Attaché à la transmission et à la formation, Omar Porras conçoit l’enseignement comme une recherche perpétuelle dans une relation de réciprocité qui nourrit aussi bien l’enseigné que l’enseignant. Parallèlement à ses mises en scène, il dirige régulièrement des ateliers pour comédiens et pour danseurs professionnels. Ces ateliers sont axés sur le travail de l’acteur et du jeu masqué, ainsi que sur la conscience du geste comme vecteur de sens et de la respiration.
La démarche d’Omar Porras, basée sur le mouvement du corps et sa projection dans l’espace, s’inspire à la fois de la tradition occidentale (la biomécanique) et orientale (les théâtres balinais, indien et japonais).
Comme l’athlète, l’acteur doit entraîner son corps et en étudier la plastique, grâce à une large palette d’exercices. Des exercices qui visent à une meilleure connaissance des mécanismes et des capacités de récupération de l’organisme humain.
S’il est fondé sur le mouvement, le théâtre d’Omar Porras n’en néglige pas pour autant la parole. Le texte a même, en tant que matière première, une place privilégiée dans sa recherche. L’œuvre sélectionnée, libérée de tout carcan littéraire, est d’abord soumise à l’improvisation des comédiens pour mieux explorer ses potentialités théâtrales. Tout au long de cette longue phase préparatoire, la mise en scène et l’adaptation subissent des modifications plus ou moins radicales, en fonction du travail effectué sur le plateau; et ce, jusqu’aux dernières répétitions, parfois jusqu’à la générale et même au-delà. Le texte ainsi obtenu entre en totale symbiose avec la création théâtrale dont il résulte et il ne peut plus en être dissocié, désacralisant la lettre pour mieux jurer fidélité à l’acte théâtral. Le stage, l’atelier, le laboratoire deviennent, dans un tel contexte, les instruments essentiels de la formation et de la recherche.
Nombreux sont les aspects à explorer en vue de l’interprétation des textes :
la présence de l’acteur et la conscience que celui-ci a de l’espace ;
le développement de l’improvisation ;
la manipulation de masques.
Ces derniers jouent un rôle capital aux yeux d’Omar Porras : utilisés librement et selon les besoins du projet artistique, ils participent intimement à la construction dramatique des personnages.
Le metteur en scène place au centre de sa recherche créative les artisans du spectacle et leur inventivité :
sont conçus directement – organiquement – sur les planches.

┄┄┄┄┄┄

Consignes -
1. Recopiez à l'identique les lignes des enregistrements comprises entre celle qui contient « Target = hallway » et la fin des enregistrements, bornes incluses.
2. Écrivez la suite du texte consacré au théâtre d'Omar Porras, en reprenant là où il s'arrête.

Données sources -
┄┄┄┄┄┄

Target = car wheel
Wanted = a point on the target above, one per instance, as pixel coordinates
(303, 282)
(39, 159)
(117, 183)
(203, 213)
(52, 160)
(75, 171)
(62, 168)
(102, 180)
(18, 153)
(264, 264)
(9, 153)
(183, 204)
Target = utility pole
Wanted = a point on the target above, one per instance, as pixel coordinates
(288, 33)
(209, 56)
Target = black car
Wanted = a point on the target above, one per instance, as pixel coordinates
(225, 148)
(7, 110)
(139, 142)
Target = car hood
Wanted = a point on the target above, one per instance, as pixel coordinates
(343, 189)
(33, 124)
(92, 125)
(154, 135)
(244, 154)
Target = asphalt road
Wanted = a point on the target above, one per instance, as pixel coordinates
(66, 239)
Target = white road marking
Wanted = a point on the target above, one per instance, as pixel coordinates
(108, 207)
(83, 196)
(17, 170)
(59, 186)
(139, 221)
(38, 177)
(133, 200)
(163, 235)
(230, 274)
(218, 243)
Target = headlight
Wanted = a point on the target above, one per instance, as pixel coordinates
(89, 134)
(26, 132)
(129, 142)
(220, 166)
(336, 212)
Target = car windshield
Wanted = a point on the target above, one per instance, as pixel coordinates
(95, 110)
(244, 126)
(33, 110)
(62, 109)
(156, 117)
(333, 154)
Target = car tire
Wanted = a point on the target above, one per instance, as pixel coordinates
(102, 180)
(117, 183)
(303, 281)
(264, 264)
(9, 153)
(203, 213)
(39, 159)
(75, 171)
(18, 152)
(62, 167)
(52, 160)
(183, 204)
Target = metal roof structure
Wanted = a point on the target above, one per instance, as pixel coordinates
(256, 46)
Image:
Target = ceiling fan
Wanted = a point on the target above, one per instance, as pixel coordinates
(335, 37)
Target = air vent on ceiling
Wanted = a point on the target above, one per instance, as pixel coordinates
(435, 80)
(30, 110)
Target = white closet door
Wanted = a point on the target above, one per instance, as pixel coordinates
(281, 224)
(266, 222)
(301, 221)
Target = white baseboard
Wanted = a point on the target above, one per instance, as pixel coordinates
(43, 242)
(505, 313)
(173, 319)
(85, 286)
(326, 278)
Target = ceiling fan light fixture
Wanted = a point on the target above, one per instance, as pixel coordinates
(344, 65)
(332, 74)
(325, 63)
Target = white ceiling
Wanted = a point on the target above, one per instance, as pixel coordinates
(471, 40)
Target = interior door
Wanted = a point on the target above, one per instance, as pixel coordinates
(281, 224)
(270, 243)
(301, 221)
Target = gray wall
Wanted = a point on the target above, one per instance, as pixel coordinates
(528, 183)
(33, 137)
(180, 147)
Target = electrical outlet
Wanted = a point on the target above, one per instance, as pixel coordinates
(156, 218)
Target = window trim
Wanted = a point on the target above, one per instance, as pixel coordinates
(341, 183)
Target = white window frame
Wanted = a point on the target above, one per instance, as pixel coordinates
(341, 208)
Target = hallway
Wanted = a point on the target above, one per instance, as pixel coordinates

┄┄┄┄┄┄

Réponses fournies -
1.
Target = hallway
Wanted = a point on the target above, one per instance, as pixel coordinates

2.
Une telle démarche n’est possible que si tous les artisans du spectacle mettent leurs compétences en commun : qu’ils soient comédiens, techniciens ou musiciens, ils assistent en principe à toutes les répétitions, dans la mesure où chacun peut apporter une contribution parfois décisive au spectacle qui est en train de se construire.
Dans ses ateliers, Omar Porras conscientise la source profondément musicale du jeu de l’acteur, cherche « d’où émane l’énergie vitale du mouvement », comment parvenir à « la reconnaissance de l’âme de sa propre musique intérieure, de son rythme, de sa mélodie pour mieux s’accorder aux vibrations de l’“espace musical” qui l’entoure. »
Et d’expliquer plus avant : « Je travaille à l’émerveillement de notre premier pas d’acteur pour rester éveillé à ce premier mouvement qui va créer une marche, un pèlerinage, laisser une trace. Pour aller vers quoi ? Vers le personnage. Tous les pas de Suzuki, comme d’un Shite, d’un danseur de Kathakali ou de Topeng, sont les pas de l’humanité théâtrale. L’acteur est debout. Il marche. Il prend conscience de cette étape initiale. Et comme une ligne est constituée d’une infinité de points, cette ligne, cette marche, est en spirale jusqu’à l’élévation à l’infini.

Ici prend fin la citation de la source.